#### Compiti dell'esercizio:
a: Nel testo su Abel Ferrara, riscrivi in forma più breve il paragrafo che comincia con «Ferrara pare un mastino», mantenendone i fatti principali.
b: Scrivi il seguito del testo su Abel Ferrara, a partire dall'ultima frase riportata.

#### Estratto fornito:
● ● ● ●

Perché il sole brilla alto, l’Isola Tiberina è un’oasi rovente e il Tevere fa quel che può per rinfrescare una giornata torrida e afosa.

Abel Ferrara ci ha raggiunto da qualche minuto, ma pare non vederci. È inquieto, nervoso, non si lascia avvicinare. Ringhia un saluto, s’arrabbia, ispeziona il posto, prende alcune decisioni. Poi le cambia. Si siede e schianta via una borsa, spazza le bottiglie dal tavolino, rifiutando ferocemente qualsiasi contatto. Le fotografie non adesso, nemmeno dopo, forse mai: «Non sono un modello del cazzo». L’intervista forse, dipende, chissà. Vola una parola, bitch, lanciata contro qualsiasi persona a caso nel gruppo che lo circonda: noi, l’assistente personale, l’ufficio stampa. Impossibile individuare con chi ce l’abbia.

L’unica cosa da fare è aspettare. Oppure sforzarsi di intuire.

Ferrara pare un mastino. Uno di quelli lasciati a guardia delle ville, implacabile nella sua missione: difendere il territorio, proteggere il padrone. E in questo momento, evidentemente, sta custodendo qualcosa di molto caro: il suo film. Pasolini, in concorso a Venezia, è un progetto per cui ha speso ogni energia. Ha intervistato e conquistato amici e parenti, guardato tutti i film e letto qualsiasi cosa Pier Paolo Pasolini abbia prodotto, fino ad arrivare a un livello di profondità estremo. In questi giorni ne sta finendo il montaggio. Ed è facile immaginare che tutto vorrebbe tranne che essere qui, davanti a noi, per parlarne.

Dunque mi siedo di fronte a lui esattamente come se mi stessi avvicinando a un dobermann. Gli porgo la rivista. La scruta. Spiego: «È per i ragazzi che oggi vogliono fare cinema in Italia». Sfoglia il giornale. «Quindi finisco qua dentro». Silenzio. «Ok».

Mezz’ora dopo l’intervista finirà con un abbraccio e una consapevolezza: Ferrara stava proteggendo davvero qualcosa di prezioso.

● ● ● ●

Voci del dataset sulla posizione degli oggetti
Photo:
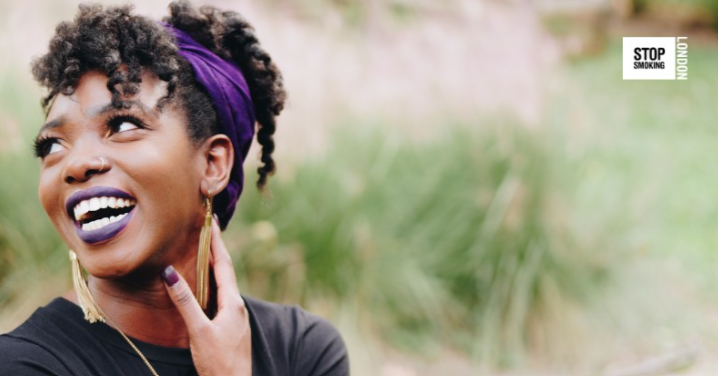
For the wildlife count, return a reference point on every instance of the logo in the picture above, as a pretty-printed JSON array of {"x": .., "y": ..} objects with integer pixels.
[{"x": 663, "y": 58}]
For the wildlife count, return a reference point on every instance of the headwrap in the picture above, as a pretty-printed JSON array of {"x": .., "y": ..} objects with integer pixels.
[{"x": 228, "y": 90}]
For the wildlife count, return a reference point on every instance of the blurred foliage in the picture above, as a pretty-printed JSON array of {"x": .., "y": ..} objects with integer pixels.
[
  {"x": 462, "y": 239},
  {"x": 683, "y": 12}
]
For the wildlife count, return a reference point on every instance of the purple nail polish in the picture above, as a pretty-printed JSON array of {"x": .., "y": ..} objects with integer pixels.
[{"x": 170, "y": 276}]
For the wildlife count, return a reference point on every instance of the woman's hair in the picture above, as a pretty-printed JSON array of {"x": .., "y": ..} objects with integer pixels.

● ● ● ●

#### Risposte:
a: Ferrara sembra un mastino da guardia, deciso a difendere il territorio e il padrone. In quel momento protegge il suo film, Pasolini, in concorso a Venezia, a cui ha dedicato ogni energia. Ha intervistato e conquistato amici e parenti, ha visto tutti i film e letto tutto ciò che Pier Paolo Pasolini ha prodotto. Ora ne sta finendo il montaggio, e verosimilmente vorrebbe essere ovunque tranne lì a parlarne.

b:
Partiamo dal suo film. Pasolini. Perché?

Quello che mi fa muovere, da sempre, è il desiderio di esprimermi. Faccio film per seguire una visione. Pasolini mi interessava come giornalista, poeta, scrittore, artista, rivoluzionario. Era una personalità complessa. Ho cercato di studiarla a fondo e francamente non smetterei mai.

Il film però racconta solo una giornata nella vita di questa personalità. L’ultima.

Su Pasolini si potrebbe fare un milione di film. Io ho scelto di concentrarmi su un solo giorno e me ne fotto di chi vivrà questo film come se fosse un’indagine. È un film e non me ne frega niente di chi ha ammazzato Pasolini e come. Io mi occupo della tragedia, di quello che abbiamo perduto quando è morto.

In Italia il ricordo di Pasolini è ancora molto vivo.

Cazzate. Non è vero. Tutti qui dicono che lo conoscono, la gente si riempie la bocca di sue citazioni. Ma in realtà ho l’impressione che il suo valore sia riconosciuto molto di più fuori dall’Italia.

In ogni caso gli italiani guarderanno il suo film “americano” con sospetto. Se le aspetta le critiche?

Non me ne frega nulla, non mi pongo il problema. Le aspettative che mi interessano, e che non voglio tradire, sono le mie. Per il resto a me basta avere un cinema, con un tetto sulla testa, nel quale mostrare il mio film a un pubblico. Trovo presuntuoso avere qualsiasi genere di aspettativa.

Nel ruolo di Pasolini non ha scelto un attore italiano, ma Willem Dafoe. Perché?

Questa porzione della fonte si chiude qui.